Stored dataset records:

-- BEGIN --

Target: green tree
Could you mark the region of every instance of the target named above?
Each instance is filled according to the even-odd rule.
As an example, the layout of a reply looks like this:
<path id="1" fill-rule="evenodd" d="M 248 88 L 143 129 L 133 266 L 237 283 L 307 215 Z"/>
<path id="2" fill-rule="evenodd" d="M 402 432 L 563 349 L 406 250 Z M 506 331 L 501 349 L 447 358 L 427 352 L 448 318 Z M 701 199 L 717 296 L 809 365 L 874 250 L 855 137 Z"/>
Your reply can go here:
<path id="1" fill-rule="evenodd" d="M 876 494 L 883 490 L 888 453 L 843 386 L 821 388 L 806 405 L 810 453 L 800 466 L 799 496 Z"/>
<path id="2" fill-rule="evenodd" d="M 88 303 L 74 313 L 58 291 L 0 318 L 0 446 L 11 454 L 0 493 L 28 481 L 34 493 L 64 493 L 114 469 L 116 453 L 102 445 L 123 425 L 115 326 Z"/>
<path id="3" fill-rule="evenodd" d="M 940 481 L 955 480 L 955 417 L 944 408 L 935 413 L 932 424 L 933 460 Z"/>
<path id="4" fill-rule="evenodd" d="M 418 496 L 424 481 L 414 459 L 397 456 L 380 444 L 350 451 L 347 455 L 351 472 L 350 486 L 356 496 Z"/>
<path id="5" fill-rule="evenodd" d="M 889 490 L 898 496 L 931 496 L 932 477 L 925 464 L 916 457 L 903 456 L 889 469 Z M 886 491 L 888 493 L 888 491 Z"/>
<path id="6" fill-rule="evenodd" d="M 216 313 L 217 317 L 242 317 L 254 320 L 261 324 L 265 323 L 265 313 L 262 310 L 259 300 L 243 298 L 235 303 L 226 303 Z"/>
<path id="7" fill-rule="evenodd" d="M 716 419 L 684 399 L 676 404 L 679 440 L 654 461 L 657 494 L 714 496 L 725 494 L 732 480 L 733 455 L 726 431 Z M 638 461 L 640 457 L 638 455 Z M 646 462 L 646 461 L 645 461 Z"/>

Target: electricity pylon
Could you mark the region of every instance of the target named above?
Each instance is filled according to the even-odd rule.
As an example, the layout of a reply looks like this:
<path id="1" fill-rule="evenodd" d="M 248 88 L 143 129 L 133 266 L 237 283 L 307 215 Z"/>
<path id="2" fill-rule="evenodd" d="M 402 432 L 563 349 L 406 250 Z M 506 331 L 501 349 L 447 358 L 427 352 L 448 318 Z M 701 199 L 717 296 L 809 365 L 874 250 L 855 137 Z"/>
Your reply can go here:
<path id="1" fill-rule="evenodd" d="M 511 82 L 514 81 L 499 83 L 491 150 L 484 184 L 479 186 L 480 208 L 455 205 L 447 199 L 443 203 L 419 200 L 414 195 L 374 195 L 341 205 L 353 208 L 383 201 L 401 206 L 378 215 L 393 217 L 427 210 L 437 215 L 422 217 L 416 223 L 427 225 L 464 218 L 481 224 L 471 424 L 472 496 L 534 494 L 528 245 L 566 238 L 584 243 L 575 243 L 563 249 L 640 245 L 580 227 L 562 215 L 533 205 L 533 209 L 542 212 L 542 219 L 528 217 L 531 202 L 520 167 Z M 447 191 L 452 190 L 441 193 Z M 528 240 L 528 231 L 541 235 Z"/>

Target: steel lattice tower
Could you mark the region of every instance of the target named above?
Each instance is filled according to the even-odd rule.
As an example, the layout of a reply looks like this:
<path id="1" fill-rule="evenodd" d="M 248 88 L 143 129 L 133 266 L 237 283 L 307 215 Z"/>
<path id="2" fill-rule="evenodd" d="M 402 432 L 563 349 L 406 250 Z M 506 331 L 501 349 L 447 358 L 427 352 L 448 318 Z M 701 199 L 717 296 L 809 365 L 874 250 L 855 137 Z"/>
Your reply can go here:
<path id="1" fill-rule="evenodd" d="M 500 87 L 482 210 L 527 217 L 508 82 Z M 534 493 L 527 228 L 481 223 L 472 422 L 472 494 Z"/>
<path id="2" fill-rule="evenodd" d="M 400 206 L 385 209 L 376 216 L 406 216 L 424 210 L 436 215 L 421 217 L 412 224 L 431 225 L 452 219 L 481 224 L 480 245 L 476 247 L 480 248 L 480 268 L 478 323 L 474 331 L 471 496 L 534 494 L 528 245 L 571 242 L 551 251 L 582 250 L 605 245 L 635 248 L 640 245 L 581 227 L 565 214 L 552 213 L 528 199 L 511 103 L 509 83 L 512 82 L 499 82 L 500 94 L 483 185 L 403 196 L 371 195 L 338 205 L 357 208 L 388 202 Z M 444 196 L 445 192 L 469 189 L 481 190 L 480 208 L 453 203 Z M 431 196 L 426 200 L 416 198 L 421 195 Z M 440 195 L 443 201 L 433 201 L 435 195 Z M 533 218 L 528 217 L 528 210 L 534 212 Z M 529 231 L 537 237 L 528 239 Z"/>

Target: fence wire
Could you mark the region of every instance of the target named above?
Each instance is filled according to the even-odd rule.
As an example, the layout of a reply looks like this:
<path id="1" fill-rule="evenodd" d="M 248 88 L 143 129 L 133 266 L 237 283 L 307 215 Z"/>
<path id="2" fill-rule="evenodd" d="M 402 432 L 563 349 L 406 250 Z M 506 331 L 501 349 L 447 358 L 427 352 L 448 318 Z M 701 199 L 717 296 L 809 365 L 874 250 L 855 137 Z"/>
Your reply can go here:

-- END --

> _WHAT THE TASK REQUIRES_: Copy every line of the records above without changing a single character.

> _REPLY_:
Target: green tree
Could you mark the region of every instance of the target named above?
Each instance is filled according to the even-odd rule.
As an example, the layout of a reply looks like this:
<path id="1" fill-rule="evenodd" d="M 248 88 L 143 129 L 133 266 L 237 283 L 307 215 Z"/>
<path id="2" fill-rule="evenodd" d="M 402 432 L 563 349 L 406 250 Z M 506 331 L 501 349 L 447 358 L 427 352 L 448 318 Z M 701 199 L 717 296 L 809 365 L 874 250 L 855 137 Z"/>
Your reply can go here:
<path id="1" fill-rule="evenodd" d="M 876 494 L 883 490 L 888 453 L 843 386 L 821 388 L 806 405 L 810 453 L 800 466 L 799 496 Z"/>
<path id="2" fill-rule="evenodd" d="M 88 303 L 74 313 L 58 291 L 0 318 L 0 446 L 11 454 L 0 493 L 28 481 L 34 493 L 64 493 L 114 469 L 116 453 L 102 445 L 123 425 L 115 326 Z"/>
<path id="3" fill-rule="evenodd" d="M 940 481 L 955 480 L 955 417 L 944 408 L 935 413 L 932 424 L 933 460 Z"/>
<path id="4" fill-rule="evenodd" d="M 418 496 L 424 481 L 414 459 L 397 456 L 380 444 L 350 451 L 347 455 L 351 472 L 350 486 L 356 496 Z"/>
<path id="5" fill-rule="evenodd" d="M 889 490 L 898 496 L 931 496 L 932 477 L 925 464 L 916 457 L 903 456 L 889 469 Z M 886 491 L 888 493 L 888 491 Z"/>
<path id="6" fill-rule="evenodd" d="M 216 313 L 217 317 L 242 317 L 254 320 L 261 324 L 265 323 L 265 313 L 262 310 L 259 300 L 243 298 L 235 303 L 226 303 Z"/>
<path id="7" fill-rule="evenodd" d="M 716 419 L 684 399 L 676 404 L 679 440 L 654 461 L 657 494 L 714 496 L 725 494 L 732 480 L 733 455 L 726 431 Z M 638 461 L 640 457 L 638 455 Z M 646 462 L 646 461 L 645 461 Z"/>

Target: electricity pylon
Could you mark the region of every instance of the target named above?
Each instance is filled according to the even-odd rule.
As an example, the layout of a reply looks like this:
<path id="1" fill-rule="evenodd" d="M 248 88 L 143 129 L 133 266 L 237 283 L 307 215 Z"/>
<path id="2" fill-rule="evenodd" d="M 402 432 L 563 349 L 406 250 Z M 506 331 L 501 349 L 447 358 L 427 352 L 448 318 Z M 701 199 L 717 296 L 809 365 L 874 250 L 855 137 Z"/>
Your reply can go here:
<path id="1" fill-rule="evenodd" d="M 511 82 L 514 81 L 499 83 L 491 150 L 484 184 L 479 186 L 480 208 L 455 205 L 447 199 L 443 203 L 419 200 L 414 195 L 374 195 L 341 205 L 353 208 L 383 201 L 401 206 L 378 215 L 393 217 L 427 210 L 437 215 L 422 217 L 416 223 L 427 225 L 464 218 L 481 224 L 471 424 L 472 496 L 534 494 L 528 245 L 566 238 L 584 243 L 575 243 L 563 249 L 640 245 L 580 227 L 562 215 L 533 205 L 533 209 L 542 212 L 542 219 L 528 217 L 531 202 L 520 167 Z M 447 191 L 452 190 L 441 193 Z M 528 240 L 528 231 L 541 235 Z"/>

Target: steel lattice tower
Could you mark the region of every instance of the target named above?
Each instance is filled according to the even-odd rule.
As an example, the layout of a reply looks like this:
<path id="1" fill-rule="evenodd" d="M 248 88 L 143 129 L 133 266 L 237 283 L 307 215 Z"/>
<path id="2" fill-rule="evenodd" d="M 402 432 L 563 349 L 406 250 Z M 506 331 L 501 349 L 447 358 L 427 352 L 448 318 Z M 701 199 L 717 296 L 809 365 L 874 250 L 855 137 Z"/>
Your reply can go here:
<path id="1" fill-rule="evenodd" d="M 500 87 L 482 210 L 527 217 L 508 82 Z M 534 493 L 527 228 L 481 223 L 472 422 L 472 494 Z"/>
<path id="2" fill-rule="evenodd" d="M 400 206 L 385 209 L 376 216 L 406 216 L 424 210 L 436 215 L 421 217 L 412 224 L 431 225 L 452 219 L 481 224 L 480 245 L 476 247 L 480 248 L 480 268 L 478 323 L 474 331 L 471 496 L 534 494 L 528 245 L 571 242 L 551 251 L 582 250 L 605 245 L 635 248 L 640 245 L 581 227 L 565 214 L 552 213 L 528 199 L 511 103 L 509 83 L 512 82 L 499 82 L 500 94 L 483 185 L 403 196 L 371 195 L 338 205 L 357 208 L 388 202 Z M 444 196 L 445 192 L 469 189 L 481 190 L 480 208 L 453 203 Z M 431 196 L 426 200 L 416 198 L 421 195 Z M 440 195 L 443 201 L 433 201 L 435 195 Z M 533 218 L 528 217 L 528 210 L 534 212 Z M 529 231 L 537 237 L 528 239 Z"/>

Target: fence wire
Could you mark the region of every instance of the target named above?
Each instance is filled according to the even-odd rule.
As an example, the layout of a reply looks like this:
<path id="1" fill-rule="evenodd" d="M 248 88 L 143 129 L 133 266 L 237 283 L 307 215 Z"/>
<path id="2" fill-rule="evenodd" d="M 402 432 L 563 349 L 406 250 Z M 506 331 L 501 349 L 447 358 L 427 352 L 448 318 Z M 701 199 L 717 296 L 809 365 L 874 250 L 855 137 Z"/>
Your reply can go here:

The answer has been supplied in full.